[Provided data]
——
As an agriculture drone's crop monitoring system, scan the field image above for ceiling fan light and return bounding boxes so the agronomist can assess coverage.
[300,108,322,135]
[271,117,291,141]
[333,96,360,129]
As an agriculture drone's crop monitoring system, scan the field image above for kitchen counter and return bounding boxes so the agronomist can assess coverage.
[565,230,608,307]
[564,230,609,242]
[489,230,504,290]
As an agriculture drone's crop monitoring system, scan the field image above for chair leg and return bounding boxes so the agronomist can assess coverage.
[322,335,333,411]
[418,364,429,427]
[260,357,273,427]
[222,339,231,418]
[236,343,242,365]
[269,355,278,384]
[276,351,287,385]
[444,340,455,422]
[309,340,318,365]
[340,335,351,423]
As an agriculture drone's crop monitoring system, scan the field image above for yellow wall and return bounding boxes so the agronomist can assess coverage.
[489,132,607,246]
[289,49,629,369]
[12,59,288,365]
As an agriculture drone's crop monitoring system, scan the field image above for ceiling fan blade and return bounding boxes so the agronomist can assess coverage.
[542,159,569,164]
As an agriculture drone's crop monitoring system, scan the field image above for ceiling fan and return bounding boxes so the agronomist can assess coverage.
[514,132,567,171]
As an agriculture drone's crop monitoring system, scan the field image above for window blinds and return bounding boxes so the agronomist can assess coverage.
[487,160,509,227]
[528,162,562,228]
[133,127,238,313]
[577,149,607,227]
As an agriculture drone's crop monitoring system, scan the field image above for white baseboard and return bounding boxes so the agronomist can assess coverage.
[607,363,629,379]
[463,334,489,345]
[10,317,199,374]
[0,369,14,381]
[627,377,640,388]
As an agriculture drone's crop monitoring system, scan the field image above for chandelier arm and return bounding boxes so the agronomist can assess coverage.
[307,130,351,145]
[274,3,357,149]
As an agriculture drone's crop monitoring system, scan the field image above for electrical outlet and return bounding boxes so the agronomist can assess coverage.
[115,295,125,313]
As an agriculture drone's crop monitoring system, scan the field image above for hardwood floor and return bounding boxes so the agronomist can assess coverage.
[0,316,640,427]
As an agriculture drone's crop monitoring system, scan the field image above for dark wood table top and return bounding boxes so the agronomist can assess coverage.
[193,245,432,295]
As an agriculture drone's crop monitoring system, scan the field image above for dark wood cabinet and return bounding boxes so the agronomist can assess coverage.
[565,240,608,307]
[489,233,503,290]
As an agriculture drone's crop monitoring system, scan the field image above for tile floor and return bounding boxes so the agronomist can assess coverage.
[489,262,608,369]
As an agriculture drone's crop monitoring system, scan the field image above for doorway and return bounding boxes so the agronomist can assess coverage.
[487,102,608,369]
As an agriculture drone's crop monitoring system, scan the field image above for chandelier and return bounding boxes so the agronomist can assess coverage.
——
[Direction] Please rewrite every line of the listing between the line holding "above for window" and the line holding "[115,295,125,313]", inclusive, adding 47 to each bounding box coordinate and leaving all other text unchanged.

[Task result]
As an agriculture drone's crop monitoring system, scan the field image above for window blinds and return bounding boxes so the agronomist can assess coverage.
[534,207,556,274]
[575,209,609,275]
[180,174,285,360]
[624,196,654,274]
As an agriculture drone's crop monitoring system, scan the field image above for white baseboard and return bounding boxes so the agronomist can assess coverage.
[654,410,676,426]
[510,381,536,392]
[57,364,246,421]
[47,416,61,428]
[674,424,687,435]
As an agriculture drone's crop monitoring system, scan the field image above for chandelier arm and return bounding boxes so the agronomist can assess coverage.
[354,177,398,192]
[321,50,404,196]
As an agriculture drone's crop monitoring system, scan the field image above for electrical outlet and return bounding boxes so the agronomist can assess coverage.
[162,342,172,360]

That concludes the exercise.